— Start of MATERIALS PROVIDED —

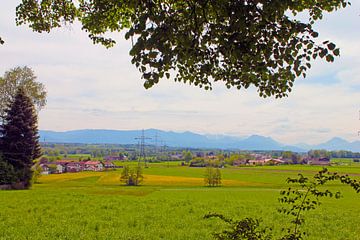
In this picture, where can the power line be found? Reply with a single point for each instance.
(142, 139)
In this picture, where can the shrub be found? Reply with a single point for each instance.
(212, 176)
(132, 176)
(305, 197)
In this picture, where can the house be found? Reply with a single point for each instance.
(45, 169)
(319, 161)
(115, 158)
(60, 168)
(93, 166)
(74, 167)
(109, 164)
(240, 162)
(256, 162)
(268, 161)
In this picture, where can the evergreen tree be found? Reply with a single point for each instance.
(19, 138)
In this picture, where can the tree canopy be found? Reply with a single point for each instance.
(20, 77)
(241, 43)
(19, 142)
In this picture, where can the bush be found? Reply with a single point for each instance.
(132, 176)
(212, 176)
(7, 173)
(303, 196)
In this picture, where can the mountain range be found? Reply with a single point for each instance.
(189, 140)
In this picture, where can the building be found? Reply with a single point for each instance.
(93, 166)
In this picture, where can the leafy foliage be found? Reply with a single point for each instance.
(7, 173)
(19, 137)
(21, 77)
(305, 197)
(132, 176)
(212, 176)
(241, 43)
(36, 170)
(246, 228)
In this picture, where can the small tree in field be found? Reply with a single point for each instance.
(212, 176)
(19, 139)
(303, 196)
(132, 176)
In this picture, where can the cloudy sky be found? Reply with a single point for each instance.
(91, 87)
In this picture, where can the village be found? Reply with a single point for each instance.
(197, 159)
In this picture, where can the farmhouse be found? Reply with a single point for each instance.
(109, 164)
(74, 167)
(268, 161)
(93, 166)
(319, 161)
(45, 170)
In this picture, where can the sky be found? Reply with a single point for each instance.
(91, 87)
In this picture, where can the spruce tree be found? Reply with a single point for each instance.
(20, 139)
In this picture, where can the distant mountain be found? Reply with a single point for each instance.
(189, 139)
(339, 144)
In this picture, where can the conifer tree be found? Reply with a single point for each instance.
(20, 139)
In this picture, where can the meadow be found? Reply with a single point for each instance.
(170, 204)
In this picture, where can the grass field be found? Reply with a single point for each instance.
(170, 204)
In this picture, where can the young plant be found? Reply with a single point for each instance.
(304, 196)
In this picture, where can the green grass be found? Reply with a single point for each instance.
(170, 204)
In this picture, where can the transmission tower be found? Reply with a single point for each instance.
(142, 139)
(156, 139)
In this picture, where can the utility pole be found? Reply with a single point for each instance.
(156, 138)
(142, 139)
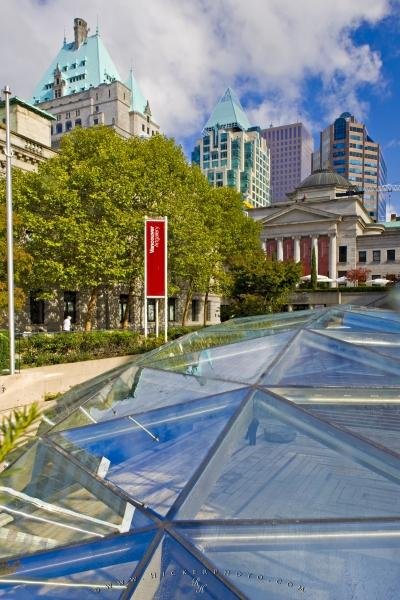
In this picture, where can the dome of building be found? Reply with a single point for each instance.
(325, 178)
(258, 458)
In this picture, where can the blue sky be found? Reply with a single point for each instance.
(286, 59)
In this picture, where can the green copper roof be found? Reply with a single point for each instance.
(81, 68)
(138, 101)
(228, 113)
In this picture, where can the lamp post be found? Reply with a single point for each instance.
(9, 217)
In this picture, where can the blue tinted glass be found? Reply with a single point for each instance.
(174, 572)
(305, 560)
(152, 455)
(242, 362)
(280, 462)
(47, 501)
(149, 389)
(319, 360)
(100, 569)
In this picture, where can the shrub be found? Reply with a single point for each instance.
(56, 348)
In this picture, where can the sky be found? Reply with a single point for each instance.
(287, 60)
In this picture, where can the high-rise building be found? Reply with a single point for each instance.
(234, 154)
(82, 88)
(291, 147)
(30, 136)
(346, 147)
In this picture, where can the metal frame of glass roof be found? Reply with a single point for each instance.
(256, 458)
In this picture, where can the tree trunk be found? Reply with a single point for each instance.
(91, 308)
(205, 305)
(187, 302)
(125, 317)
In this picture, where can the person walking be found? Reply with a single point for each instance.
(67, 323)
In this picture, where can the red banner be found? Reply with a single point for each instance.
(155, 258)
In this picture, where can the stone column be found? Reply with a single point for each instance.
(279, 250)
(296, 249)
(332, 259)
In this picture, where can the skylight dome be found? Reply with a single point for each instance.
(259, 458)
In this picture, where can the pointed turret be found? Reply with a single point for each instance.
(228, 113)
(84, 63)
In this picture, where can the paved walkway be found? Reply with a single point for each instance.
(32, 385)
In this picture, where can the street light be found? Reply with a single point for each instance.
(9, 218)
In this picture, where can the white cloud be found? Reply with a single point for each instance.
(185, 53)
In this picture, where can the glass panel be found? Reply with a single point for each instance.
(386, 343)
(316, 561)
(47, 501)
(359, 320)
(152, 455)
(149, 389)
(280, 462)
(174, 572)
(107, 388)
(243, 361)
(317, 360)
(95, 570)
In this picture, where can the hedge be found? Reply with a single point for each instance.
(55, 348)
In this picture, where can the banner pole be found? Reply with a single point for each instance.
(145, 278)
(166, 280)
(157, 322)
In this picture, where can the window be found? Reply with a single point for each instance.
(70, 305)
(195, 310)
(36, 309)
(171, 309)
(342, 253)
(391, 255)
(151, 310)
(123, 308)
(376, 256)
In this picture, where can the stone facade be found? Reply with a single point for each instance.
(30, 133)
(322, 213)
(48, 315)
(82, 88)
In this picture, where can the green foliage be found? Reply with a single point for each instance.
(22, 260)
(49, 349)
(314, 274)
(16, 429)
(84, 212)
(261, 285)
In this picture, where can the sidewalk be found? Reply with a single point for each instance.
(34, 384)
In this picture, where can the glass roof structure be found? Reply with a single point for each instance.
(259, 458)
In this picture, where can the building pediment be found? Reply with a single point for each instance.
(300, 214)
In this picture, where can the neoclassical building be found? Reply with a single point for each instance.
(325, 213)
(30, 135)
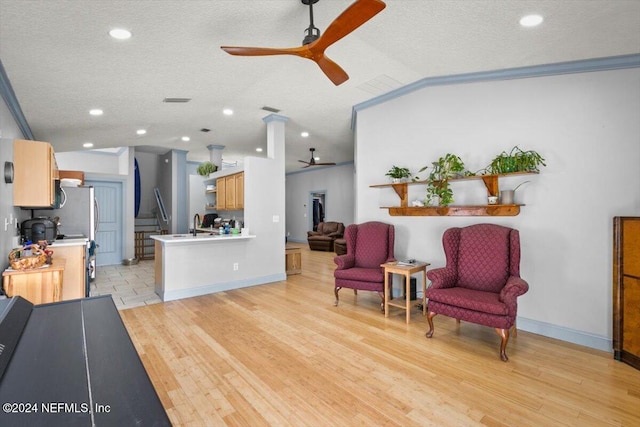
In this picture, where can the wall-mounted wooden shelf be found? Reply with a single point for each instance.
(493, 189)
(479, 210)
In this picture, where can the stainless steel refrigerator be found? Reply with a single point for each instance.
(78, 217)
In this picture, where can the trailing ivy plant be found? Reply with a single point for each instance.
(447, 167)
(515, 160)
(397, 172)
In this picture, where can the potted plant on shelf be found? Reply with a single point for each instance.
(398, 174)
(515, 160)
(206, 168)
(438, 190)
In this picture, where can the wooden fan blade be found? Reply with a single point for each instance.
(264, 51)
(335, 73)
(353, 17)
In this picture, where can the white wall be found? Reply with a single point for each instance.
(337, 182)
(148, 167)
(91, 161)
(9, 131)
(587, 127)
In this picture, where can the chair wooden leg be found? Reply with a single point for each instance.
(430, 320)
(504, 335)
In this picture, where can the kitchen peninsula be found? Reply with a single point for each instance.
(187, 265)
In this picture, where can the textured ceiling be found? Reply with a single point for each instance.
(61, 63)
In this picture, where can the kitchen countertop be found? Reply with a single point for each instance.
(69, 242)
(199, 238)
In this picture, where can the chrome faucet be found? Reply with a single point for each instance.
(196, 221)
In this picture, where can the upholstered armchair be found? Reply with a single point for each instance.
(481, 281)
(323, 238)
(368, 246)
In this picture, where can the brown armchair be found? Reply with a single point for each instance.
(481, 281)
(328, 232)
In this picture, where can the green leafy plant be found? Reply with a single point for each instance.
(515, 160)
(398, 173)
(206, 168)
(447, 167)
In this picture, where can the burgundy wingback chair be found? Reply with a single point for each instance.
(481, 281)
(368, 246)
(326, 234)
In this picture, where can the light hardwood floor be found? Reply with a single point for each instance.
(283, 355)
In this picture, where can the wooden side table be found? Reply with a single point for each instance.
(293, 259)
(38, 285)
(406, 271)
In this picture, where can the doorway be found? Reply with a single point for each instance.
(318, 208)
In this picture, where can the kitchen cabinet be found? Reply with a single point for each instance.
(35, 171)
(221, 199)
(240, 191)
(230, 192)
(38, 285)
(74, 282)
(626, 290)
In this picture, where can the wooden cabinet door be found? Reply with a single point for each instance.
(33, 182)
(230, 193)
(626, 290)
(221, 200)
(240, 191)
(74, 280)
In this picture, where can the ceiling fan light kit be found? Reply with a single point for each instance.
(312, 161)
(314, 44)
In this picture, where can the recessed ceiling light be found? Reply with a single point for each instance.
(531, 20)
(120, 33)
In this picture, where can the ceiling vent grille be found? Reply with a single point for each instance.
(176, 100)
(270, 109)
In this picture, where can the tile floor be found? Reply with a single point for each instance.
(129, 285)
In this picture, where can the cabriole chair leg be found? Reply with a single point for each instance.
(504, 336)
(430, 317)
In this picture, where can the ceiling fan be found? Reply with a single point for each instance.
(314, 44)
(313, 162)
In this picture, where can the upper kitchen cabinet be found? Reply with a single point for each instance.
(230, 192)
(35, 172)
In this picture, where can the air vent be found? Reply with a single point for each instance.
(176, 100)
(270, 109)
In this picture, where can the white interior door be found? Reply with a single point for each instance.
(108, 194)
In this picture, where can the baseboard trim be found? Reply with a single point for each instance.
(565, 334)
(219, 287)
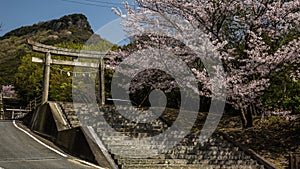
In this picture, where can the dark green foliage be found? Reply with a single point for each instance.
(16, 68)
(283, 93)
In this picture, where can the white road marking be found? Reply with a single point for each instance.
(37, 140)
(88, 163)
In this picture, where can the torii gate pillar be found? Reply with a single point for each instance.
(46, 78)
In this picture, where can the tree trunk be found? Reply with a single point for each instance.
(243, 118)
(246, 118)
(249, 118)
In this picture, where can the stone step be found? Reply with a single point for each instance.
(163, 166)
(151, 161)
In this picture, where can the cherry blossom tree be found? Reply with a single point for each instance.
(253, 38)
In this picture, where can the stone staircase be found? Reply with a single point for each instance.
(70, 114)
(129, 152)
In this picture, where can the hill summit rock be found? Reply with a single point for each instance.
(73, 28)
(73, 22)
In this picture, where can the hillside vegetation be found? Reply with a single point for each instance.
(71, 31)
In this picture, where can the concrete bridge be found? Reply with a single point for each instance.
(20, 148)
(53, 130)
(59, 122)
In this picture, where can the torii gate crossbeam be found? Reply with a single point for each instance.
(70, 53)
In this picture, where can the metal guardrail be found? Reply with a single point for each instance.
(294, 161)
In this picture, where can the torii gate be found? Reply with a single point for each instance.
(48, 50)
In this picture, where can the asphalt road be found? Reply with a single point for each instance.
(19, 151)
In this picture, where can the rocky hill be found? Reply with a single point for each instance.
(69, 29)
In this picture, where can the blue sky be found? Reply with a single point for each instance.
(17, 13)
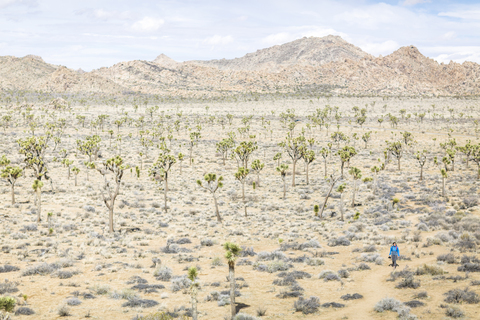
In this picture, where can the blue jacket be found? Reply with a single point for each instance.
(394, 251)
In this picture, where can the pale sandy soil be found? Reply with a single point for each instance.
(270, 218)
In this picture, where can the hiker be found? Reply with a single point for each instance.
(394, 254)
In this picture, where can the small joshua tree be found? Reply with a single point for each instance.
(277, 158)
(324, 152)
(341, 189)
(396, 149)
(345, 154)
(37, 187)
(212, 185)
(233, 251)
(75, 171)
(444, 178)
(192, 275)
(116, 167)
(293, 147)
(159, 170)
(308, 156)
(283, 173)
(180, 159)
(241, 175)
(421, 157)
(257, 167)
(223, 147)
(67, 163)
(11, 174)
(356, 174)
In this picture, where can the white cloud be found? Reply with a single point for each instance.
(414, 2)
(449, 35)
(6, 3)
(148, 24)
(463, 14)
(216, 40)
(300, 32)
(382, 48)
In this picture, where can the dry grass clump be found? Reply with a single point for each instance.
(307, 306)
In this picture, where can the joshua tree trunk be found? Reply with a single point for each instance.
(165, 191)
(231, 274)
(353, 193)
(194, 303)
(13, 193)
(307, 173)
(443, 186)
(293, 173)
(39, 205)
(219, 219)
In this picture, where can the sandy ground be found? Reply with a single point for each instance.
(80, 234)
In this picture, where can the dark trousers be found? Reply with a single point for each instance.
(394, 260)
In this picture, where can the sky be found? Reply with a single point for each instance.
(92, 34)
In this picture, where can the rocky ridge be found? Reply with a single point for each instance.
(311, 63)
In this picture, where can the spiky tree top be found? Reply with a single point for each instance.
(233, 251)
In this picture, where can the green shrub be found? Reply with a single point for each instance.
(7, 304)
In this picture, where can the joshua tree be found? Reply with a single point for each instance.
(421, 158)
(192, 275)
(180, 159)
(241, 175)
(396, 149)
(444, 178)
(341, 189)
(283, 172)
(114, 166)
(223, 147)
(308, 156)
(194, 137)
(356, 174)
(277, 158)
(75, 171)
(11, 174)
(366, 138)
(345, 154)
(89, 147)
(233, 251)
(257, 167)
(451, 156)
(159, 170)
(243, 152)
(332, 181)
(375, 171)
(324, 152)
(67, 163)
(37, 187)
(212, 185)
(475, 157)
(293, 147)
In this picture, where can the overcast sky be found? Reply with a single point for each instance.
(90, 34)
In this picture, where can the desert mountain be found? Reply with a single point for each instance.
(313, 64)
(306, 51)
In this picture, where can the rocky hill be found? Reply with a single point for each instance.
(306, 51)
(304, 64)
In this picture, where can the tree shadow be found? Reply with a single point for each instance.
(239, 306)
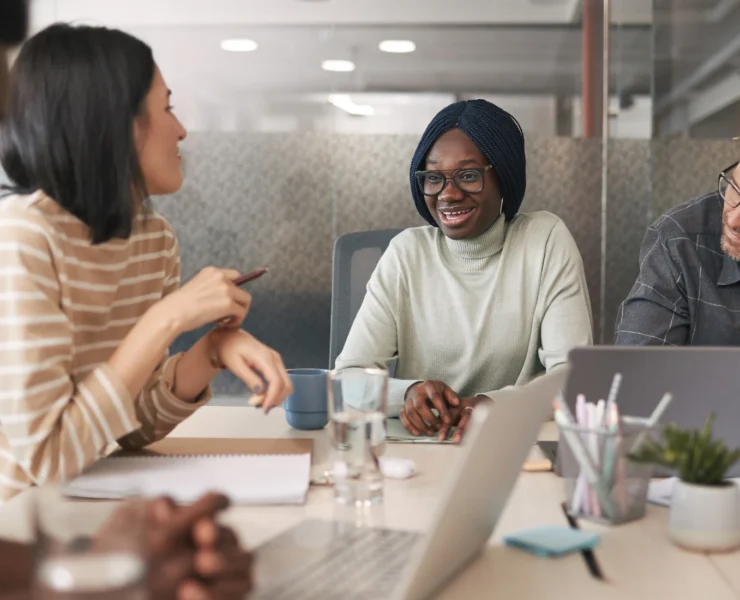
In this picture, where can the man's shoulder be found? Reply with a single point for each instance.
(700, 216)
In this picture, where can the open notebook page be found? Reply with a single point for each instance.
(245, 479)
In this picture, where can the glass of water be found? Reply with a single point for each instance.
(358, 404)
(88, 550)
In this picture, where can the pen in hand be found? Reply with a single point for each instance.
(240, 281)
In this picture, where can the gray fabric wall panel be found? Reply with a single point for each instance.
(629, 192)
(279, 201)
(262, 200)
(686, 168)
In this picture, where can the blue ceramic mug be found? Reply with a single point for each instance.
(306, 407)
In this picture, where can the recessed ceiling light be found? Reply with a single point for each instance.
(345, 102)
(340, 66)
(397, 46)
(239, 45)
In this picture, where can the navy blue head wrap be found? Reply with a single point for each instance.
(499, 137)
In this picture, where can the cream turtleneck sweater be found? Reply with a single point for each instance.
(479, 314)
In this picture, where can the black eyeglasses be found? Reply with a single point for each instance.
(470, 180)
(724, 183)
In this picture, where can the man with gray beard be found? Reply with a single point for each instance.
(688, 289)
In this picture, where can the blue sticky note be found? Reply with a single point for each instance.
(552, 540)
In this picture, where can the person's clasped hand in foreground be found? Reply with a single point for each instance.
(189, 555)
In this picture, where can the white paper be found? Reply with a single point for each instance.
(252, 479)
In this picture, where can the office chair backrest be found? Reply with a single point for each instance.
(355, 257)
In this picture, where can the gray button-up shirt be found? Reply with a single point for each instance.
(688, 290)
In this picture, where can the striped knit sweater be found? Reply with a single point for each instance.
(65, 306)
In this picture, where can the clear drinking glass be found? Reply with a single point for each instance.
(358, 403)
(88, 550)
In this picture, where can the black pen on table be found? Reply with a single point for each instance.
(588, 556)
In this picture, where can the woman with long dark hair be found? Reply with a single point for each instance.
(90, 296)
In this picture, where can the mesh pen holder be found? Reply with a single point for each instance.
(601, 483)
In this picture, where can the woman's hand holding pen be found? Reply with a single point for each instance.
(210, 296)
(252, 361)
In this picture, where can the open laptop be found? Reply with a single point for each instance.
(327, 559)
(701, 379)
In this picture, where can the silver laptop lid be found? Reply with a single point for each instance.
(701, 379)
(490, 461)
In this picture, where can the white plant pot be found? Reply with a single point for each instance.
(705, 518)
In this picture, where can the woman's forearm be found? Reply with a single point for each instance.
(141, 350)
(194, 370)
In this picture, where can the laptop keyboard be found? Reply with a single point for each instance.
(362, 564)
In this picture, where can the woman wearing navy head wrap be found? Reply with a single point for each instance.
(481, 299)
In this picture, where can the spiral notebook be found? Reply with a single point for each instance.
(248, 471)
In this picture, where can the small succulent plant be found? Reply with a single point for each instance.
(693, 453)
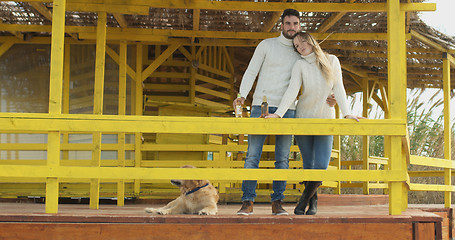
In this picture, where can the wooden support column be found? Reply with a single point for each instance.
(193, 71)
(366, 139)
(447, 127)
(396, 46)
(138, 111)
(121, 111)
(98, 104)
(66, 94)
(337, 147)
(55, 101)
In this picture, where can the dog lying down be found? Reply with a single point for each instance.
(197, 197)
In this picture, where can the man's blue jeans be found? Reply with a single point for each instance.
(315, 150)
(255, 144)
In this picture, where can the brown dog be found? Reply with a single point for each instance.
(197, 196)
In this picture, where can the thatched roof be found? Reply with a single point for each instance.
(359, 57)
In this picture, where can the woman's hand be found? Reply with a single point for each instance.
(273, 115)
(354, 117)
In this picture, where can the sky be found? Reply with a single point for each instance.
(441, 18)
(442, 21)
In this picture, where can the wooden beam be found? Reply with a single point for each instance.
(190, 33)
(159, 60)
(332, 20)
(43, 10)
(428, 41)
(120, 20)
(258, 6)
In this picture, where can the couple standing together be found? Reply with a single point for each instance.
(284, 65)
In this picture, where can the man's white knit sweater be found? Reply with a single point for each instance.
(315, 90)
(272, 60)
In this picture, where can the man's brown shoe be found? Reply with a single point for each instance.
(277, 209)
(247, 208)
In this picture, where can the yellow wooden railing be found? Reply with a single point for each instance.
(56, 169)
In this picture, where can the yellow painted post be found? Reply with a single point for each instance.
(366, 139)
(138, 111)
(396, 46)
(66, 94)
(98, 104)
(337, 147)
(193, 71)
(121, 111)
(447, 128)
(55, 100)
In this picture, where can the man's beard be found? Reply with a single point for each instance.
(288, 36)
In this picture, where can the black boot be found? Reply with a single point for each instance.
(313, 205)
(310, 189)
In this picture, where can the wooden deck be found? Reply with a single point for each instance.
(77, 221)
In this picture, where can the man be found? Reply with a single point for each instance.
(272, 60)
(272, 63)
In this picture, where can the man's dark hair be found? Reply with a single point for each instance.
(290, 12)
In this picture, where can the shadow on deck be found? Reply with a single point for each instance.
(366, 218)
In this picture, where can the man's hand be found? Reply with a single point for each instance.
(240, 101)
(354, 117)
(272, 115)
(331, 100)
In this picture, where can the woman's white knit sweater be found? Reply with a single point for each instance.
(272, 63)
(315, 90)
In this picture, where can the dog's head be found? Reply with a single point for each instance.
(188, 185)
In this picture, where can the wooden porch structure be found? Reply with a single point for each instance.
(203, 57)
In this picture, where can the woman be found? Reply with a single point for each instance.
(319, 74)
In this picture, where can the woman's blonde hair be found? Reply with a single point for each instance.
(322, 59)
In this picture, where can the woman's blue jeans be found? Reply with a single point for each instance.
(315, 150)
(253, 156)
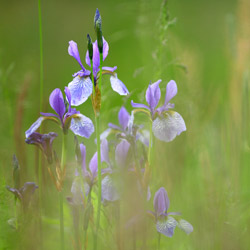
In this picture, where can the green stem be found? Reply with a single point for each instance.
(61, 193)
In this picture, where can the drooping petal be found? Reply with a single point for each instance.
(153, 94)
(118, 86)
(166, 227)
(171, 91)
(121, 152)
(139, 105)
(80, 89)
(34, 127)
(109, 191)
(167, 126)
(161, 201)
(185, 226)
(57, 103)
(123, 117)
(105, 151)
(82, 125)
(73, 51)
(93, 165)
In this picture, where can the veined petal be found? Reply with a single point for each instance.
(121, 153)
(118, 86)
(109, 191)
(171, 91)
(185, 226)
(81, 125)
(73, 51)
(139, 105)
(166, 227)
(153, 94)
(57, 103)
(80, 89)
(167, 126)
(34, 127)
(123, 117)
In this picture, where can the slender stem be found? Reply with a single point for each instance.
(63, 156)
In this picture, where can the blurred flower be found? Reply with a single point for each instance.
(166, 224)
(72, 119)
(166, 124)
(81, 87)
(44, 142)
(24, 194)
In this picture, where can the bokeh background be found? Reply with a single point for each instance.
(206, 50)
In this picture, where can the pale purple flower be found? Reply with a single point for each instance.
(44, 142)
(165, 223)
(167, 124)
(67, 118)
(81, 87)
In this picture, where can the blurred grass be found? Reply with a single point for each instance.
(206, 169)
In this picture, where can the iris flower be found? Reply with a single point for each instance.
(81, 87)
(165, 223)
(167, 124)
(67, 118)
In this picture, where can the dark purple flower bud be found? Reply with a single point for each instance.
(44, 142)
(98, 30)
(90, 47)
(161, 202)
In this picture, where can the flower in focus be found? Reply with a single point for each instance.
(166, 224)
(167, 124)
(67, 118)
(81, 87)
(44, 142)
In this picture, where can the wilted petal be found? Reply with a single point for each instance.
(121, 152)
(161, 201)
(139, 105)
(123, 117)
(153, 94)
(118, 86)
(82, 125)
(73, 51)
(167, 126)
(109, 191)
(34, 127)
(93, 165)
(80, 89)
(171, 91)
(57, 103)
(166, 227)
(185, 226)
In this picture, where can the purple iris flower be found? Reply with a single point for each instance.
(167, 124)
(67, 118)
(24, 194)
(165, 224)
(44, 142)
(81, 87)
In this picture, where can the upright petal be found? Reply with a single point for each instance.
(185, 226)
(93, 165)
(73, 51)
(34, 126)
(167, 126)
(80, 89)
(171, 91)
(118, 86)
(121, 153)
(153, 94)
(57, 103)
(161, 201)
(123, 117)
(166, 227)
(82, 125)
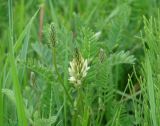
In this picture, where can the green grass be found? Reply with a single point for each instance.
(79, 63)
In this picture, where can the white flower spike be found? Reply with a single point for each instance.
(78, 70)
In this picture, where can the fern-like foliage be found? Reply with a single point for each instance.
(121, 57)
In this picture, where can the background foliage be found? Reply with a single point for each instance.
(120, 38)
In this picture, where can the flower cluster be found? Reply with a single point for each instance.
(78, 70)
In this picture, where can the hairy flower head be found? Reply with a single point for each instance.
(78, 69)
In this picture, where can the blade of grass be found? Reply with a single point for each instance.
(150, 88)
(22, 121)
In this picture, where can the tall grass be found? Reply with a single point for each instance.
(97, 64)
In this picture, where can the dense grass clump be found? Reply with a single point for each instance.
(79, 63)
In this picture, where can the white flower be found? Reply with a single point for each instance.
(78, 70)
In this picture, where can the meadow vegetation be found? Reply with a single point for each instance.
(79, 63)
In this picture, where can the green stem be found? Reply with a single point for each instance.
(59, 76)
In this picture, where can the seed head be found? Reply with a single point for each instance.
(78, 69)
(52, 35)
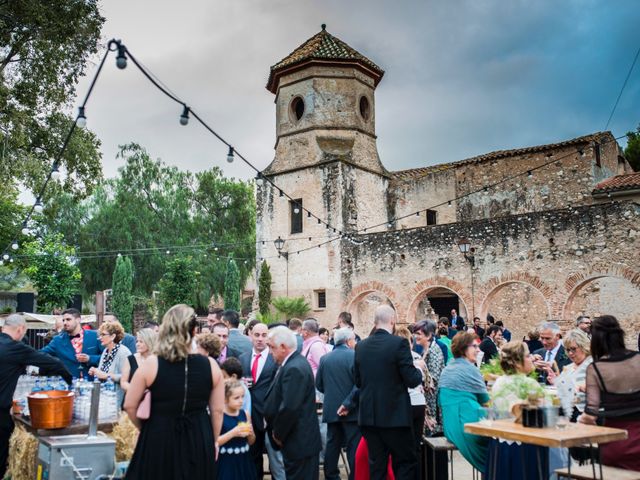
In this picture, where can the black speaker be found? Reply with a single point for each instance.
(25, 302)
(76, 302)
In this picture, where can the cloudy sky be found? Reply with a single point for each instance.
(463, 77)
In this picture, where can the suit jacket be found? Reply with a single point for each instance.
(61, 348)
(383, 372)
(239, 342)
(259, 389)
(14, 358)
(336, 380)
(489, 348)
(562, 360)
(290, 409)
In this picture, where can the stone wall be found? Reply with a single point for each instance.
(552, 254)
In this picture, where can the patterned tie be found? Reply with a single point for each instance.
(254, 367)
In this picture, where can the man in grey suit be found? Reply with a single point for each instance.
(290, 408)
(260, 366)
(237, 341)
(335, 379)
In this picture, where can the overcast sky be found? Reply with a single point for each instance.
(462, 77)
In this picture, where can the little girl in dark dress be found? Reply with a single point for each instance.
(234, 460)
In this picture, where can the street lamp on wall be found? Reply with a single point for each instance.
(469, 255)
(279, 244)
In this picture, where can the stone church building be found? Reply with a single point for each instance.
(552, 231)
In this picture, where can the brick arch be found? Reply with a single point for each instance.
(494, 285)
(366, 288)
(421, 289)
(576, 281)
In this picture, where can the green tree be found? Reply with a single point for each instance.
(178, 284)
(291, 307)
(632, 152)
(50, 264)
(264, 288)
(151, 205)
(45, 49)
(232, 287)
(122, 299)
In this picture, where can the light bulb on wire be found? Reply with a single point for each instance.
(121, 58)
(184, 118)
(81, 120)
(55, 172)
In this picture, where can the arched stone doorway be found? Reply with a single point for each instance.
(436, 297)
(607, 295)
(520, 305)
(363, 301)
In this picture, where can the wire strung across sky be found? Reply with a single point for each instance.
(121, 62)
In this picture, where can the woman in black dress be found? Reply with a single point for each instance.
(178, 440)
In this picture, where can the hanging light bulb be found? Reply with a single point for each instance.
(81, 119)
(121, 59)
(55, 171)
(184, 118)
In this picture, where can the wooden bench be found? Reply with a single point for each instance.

— End of MATERIALS PROVIDED —

[TASK GOAL] Restate the final lines of the listing above word for word, beginning at the line that contains "In this picture, where can the arched".

[COMPLETED EXERCISE]
In this picture, where can the arched stone doorway be found? Reply with a single point for each instance.
(436, 297)
(607, 295)
(520, 305)
(363, 301)
In this picture, where can the wire strung across sky be found? Reply with a single point for each instance.
(121, 62)
In this picture, where can the woman in black dress be found? Reply with a single point for each instance.
(178, 440)
In this picture, where can the hanging light bulb be found? Reply with a single point for each instance.
(81, 119)
(121, 59)
(55, 171)
(184, 118)
In this picture, where can the wooden bench be found? Reply with a single point for each instance.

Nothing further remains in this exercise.